Copy, from the material below, each line where "this" shows up.
::::::
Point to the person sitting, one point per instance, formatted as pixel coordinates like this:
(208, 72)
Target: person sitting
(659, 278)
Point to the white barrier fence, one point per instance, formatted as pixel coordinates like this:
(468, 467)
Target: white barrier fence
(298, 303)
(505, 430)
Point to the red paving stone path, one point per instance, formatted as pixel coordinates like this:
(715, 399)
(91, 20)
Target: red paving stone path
::::::
■ **Response area**:
Point to the person sitting, one point per instance, formatted as pixel coordinates like this:
Point to the white barrier fence, one point per instance, formatted as pixel coordinates like this:
Point to the red paving stone path, one point per instance, formatted as pixel coordinates like this:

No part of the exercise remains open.